> SELECTED TEXT:
::::::::::

The highest rate in the country is in Hawaii, at 38 cents per kilowatt-hour. Hawaii, being an island chain, is a special case since it must produce all its energy. Otherwise, the highest rate is in California at 27.04 cents per kilowatt-hour, and the lowest is in North Dakota at 7.93 cents per kilowatt-hour.
I’d caution against sweeping conclusions from this. California’s biggest source of energy is solar energy, but so is Nevada’s, yet Nevada’s energy prices are less than half of California’s and are more like ours. North Dakota’s biggest source of energy is coal, but so is West Virginia, yet North Dakota’s energy prices are the lowest in the country, while West Virginia’s energy prices are higher than ours. Both New Hampshire and South Carolina get most of their energy from nuclear power, but New Hampshire’s rates are twice as high as South Carolina’s. In Iowa and South Dakota, the biggest source of energy is wind power; Iowa has some of the lowest rates in the country while, South Dakota’s rates are a little higher than ours. There are lots of factors that go into energy prices.
Carbon emissions have fallen 39.1% this century
The report also tracks all the stuff that power plants belch out into the atmosphere.
In 2001, carbon dioxide emissions in Virginia peaked at 48,561,000 metric tons, 88.5% of those attributed to coal.
By 2024, carbon dioxide emissions were down to 29,439,000 metric tons. Coal now accounts for only 8.1% of carbon dioxide emissions. Instead, it’s natural gas that accounts for most of the state’s carbon emissions now — 88.0%.
Who gets the credit for reducing carbon emissions? Or the blame for killing coal? For all the talk of President Barack Obama’s “war on coal,” they fell most sharply under Donald Trump’s first term.
Carbon emissions from coal were falling under the presidency of George W. Bush. From 2001 to 2008, carbon emissions from coal in Virginia dropped by 4,733,000 metric tons, or 13.5%.

::::::::::

> WRITTEN PROBLEM A: Write out the part of the energy passage that opens with the words containing "Carbon emissions have" and closes with "attributed to coal.".
> WRITTEN PROBLEM B: According to the energy passage, what percentage of Virginia's carbon dioxide emissions did coal account for in 2024?
> WRITTEN PROBLEM C: Carry on with the energy passage, adding text after its last sentence.
The lines that come after the energy passage play no part in this.

> SUPPLIED RECORDS:
::::::::::

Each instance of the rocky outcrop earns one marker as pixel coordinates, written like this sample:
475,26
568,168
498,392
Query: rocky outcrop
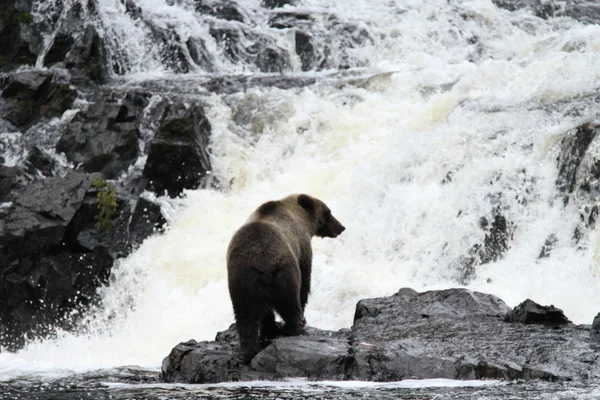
32,95
177,155
453,334
44,274
77,45
104,137
20,41
58,242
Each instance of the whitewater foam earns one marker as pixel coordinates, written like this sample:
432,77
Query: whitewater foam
445,132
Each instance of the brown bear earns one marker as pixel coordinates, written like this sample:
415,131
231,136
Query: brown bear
269,262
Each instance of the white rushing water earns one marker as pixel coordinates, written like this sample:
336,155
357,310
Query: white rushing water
460,88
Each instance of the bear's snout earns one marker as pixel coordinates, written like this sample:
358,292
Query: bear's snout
333,228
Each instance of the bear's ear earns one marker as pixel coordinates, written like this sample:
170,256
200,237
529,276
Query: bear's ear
306,202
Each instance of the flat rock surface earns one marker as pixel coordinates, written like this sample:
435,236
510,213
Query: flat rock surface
453,334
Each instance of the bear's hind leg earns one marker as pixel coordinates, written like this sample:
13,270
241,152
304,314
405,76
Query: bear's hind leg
269,329
247,318
286,301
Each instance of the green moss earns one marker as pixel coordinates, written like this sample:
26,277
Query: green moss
107,203
25,18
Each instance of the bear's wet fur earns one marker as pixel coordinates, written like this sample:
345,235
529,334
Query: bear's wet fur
269,262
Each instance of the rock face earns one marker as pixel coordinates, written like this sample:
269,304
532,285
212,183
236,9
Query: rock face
177,157
453,334
54,254
43,270
104,138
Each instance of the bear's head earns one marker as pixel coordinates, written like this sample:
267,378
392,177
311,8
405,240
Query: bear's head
325,224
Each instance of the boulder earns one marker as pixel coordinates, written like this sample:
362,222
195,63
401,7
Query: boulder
584,11
529,312
35,94
44,273
104,138
225,10
20,40
452,334
78,46
177,155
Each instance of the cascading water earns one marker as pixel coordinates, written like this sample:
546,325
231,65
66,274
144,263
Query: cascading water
451,114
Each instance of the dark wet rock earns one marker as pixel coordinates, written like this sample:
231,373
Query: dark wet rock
241,44
322,41
233,84
321,355
8,181
40,215
277,3
40,162
104,138
171,48
548,246
199,54
132,9
226,10
78,46
453,334
572,150
45,273
495,245
595,331
177,156
529,312
20,41
582,10
32,95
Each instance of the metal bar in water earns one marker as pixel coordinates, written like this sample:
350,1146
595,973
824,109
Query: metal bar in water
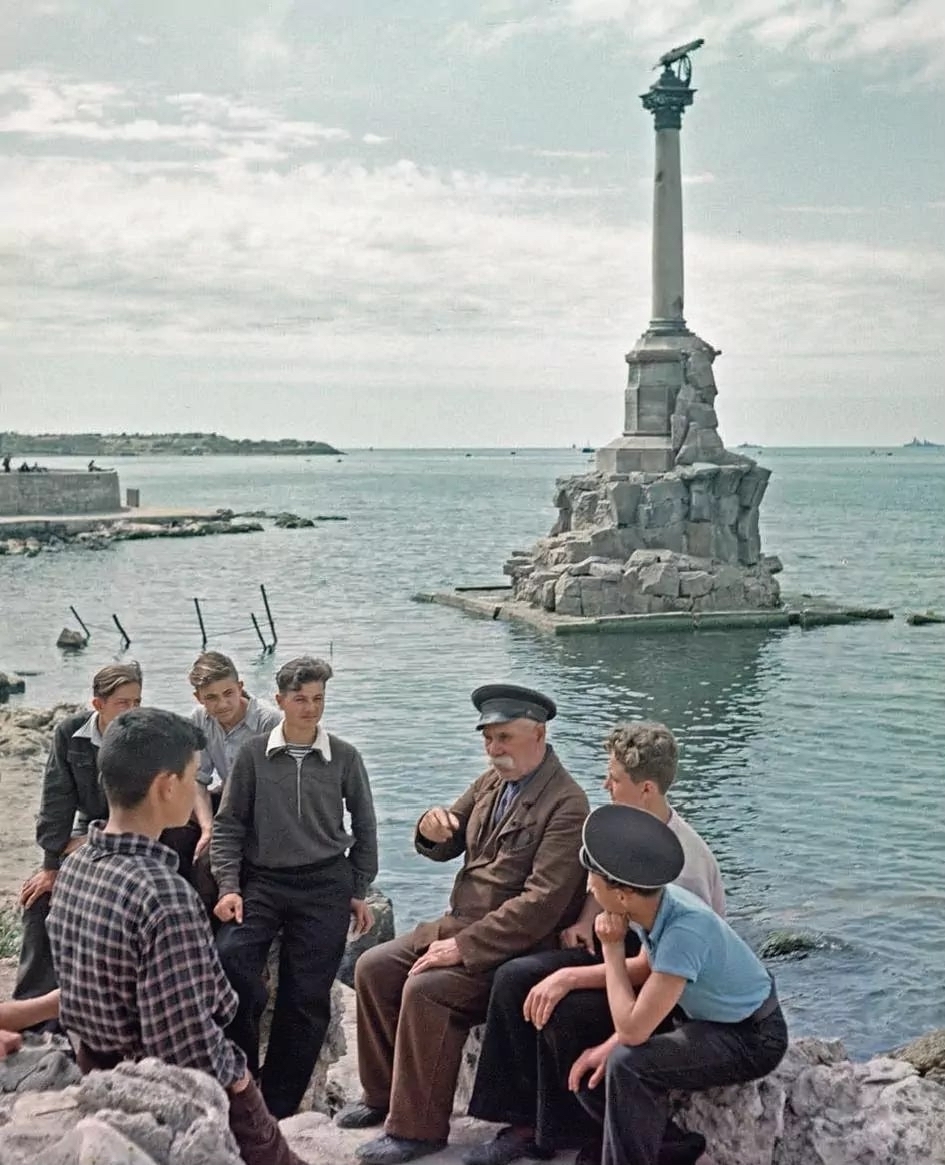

::::::::::

> WRITTEN REPLY A:
Carbon emissions have fallen 39.1% this century
The report also tracks all the stuff that power plants belch out into the atmosphere.
In 2001, carbon dioxide emissions in Virginia peaked at 48,561,000 metric tons, 88.5% of those attributed to coal.

> WRITTEN REPLY B: 8.1%

> WRITTEN REPLY C:
From 2009 to 2016, under Obama, they dropped by 11,129,000 metric tons — or 38.7%.
Undoubtedly, Obama’s “war on coal,” as critics called it, had a definite impact. However, under Trump’s first term, carbon emissions from coal fell by 7,441,000 metric tons, almost as much in four years as under Obama’s eight. That drop under Trump represented a 64.2% decline, much steeper than under Obama.
Under Joe Biden, they fell by 1,041,000 metric tons, partly because there simply wasn’t much left (although that many metric tons of anything does seem like a lot). Those emissions may have dropped under Trump because of policies put in place by Obama, but let’s also not forget the role of the marketplace here. Trump may have enthusiastically embraced “King Coal,” as he called it once during a campaign rally in Radford, but the market has not.
What did happen under Trump’s first term was that emissions from natural gas topped emissions from coal for the first time, a consequence of utilities swapping out coal plants for natural gas plants. Overall, emissions have gone down, although likely not as much as some want.
Did the Clean Economy Act have any impact on carbon emissions? From these reports, it’s hard to say. In 2020, the year the act was passed, they were at 31,807,000 metric tons. They fell in 2021, then again in 2022, and yet again in 2023, but went back up in 2024 — and stood at 29,439,000 metric tons, so not that much different from where we started. Those changes are entirely due to natural gas, whose emissions were down in 2021-23 and then back up in 2024.
I can see these figures being cited both ways. Critics of the Clean Economy Act will say, “See, the act hasn’t really reduced carbon emissions at all, plus it’s stalled energy generation, forcing us to buy expensive out-of-state power.” Supporters will say, “It would work better if we didn’t have so much natural gas, so we need to discourage that — and the generation stall is due to other factors.” Another side, if there is another side, might say, “We really don’t have enough data points to make sweeping judgments.”
Who’s right? That’s often more a political question than a factual one, but these are the numbers. Do with them as you see fit.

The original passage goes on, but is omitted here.